◆ TASK TO CARRY OUT
Could you format the entries below as a Markdown table, one row per line, with the columns "Row" for the row number and "Text" for the line, and blank lines left out?

◆ INPUT ROWS
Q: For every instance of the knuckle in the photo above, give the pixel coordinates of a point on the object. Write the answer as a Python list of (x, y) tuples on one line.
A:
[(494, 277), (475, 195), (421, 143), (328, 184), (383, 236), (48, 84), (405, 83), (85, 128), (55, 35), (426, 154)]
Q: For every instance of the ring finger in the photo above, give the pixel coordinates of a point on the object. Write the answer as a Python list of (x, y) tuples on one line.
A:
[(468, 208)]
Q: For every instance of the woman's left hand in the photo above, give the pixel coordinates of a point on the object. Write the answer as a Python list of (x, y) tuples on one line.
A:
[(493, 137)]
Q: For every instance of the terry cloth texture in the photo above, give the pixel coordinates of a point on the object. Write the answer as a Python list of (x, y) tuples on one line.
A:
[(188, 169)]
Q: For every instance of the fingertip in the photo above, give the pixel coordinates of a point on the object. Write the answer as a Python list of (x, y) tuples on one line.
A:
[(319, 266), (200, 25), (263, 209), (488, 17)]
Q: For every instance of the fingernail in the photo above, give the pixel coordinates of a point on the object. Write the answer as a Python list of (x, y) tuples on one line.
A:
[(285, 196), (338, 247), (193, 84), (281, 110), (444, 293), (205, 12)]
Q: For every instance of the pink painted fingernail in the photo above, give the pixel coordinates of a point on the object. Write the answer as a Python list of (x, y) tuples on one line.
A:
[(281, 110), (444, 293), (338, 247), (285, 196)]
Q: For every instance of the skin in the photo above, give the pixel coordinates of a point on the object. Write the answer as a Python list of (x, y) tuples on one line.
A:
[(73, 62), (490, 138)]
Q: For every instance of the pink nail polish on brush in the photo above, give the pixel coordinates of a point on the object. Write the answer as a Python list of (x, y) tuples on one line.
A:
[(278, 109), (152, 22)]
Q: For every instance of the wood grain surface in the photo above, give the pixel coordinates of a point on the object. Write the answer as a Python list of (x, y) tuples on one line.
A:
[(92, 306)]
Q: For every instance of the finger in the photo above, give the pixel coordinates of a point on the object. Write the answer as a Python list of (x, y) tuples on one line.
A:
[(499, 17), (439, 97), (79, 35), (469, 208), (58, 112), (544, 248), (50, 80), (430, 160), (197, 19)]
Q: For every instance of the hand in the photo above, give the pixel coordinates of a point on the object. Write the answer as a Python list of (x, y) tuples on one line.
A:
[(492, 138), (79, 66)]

◆ EXERCISE RESPONSE
| Row | Text |
|---|---|
| 1 | Q: For every instance of the knuckle in the photo above, give the pixel coordinates of a point on the object. Write the answer as a Python list of (x, y) tuples on one line. |
| 2 | A: |
| 3 | [(494, 277), (475, 195), (421, 143), (328, 184), (383, 236), (48, 84), (405, 83), (85, 128), (55, 35), (426, 154)] |
| 4 | Q: For every instance of the ring finger in the photo above, give the pixel coordinates of a point on the object. Write the answer as a Python list of (x, y) tuples on one line. |
| 5 | A: |
| 6 | [(468, 208)] |
| 7 | Q: For every instance of the woman's left hand in the photo above, give the pixel coordinates of a point on the object. Write the answer as a Python list of (x, y) tuples on one line. |
| 8 | A: |
| 9 | [(493, 137)] |
| 10 | Q: For every instance of the terry cloth texture in the photo above, give the pixel coordinates of a point on the object. Write the answer as a Python list of (x, y) tuples on one line. |
| 11 | A: |
| 12 | [(188, 169)] |
| 13 | Q: For every instance of the fingertip in the photo above, give the pixel coordinates of a point on the object. Write the answer as a Python list of (x, y) tuples on one line. |
| 14 | A: |
| 15 | [(319, 266), (200, 25), (263, 209), (488, 17)] |
| 16 | Q: For every instance of the fingernail in the photo above, give the pixel coordinates of a point on the object. Write the answer as a Python list of (x, y) tuples on one line. |
| 17 | A: |
| 18 | [(285, 196), (338, 247), (193, 84), (281, 110), (444, 293), (205, 12)] |
| 19 | Q: For every instance of the pink painted fingernail in the photo above, give the pixel coordinates of a point on the object. Write the answer as a Python list of (x, y) tuples on one line. |
| 20 | A: |
| 21 | [(281, 110), (444, 293), (338, 247), (285, 196)] |
| 22 | Q: For every instance of the skin in the photo above, give the pixel coordinates of a point on the object. Write the answer as a Python list of (x, y) tuples on one line. |
| 23 | A: |
| 24 | [(73, 62), (490, 138)] |
| 25 | Q: For every instance of the pink nail polish on brush in the photo above, give the pixel coordinates of a point on the object. Write the answer as a Python list of (x, y) tuples on one line. |
| 26 | A: |
| 27 | [(278, 109), (152, 22)] |
| 28 | Q: For every instance of the wood grain surface in the photo above, give the pixel coordinates of a point on the object. Write the answer as a Python list of (x, y) tuples on one line. |
| 29 | A: |
| 30 | [(92, 306)] |
| 31 | Q: For every instance of the finger in the photo above, give the pixel coordinates of a point on the object. Write the answer as a Python list of (x, y) tuples on one line. |
| 32 | A: |
| 33 | [(499, 17), (439, 97), (79, 35), (469, 208), (58, 112), (544, 248), (50, 80), (430, 160), (197, 19)] |
| 34 | Q: For every instance of the hand in the photo above, give the pixel coordinates of a point on the object. Write the answer as a Python list of (x, y) tuples on one line. |
| 35 | A: |
| 36 | [(492, 138), (79, 66)] |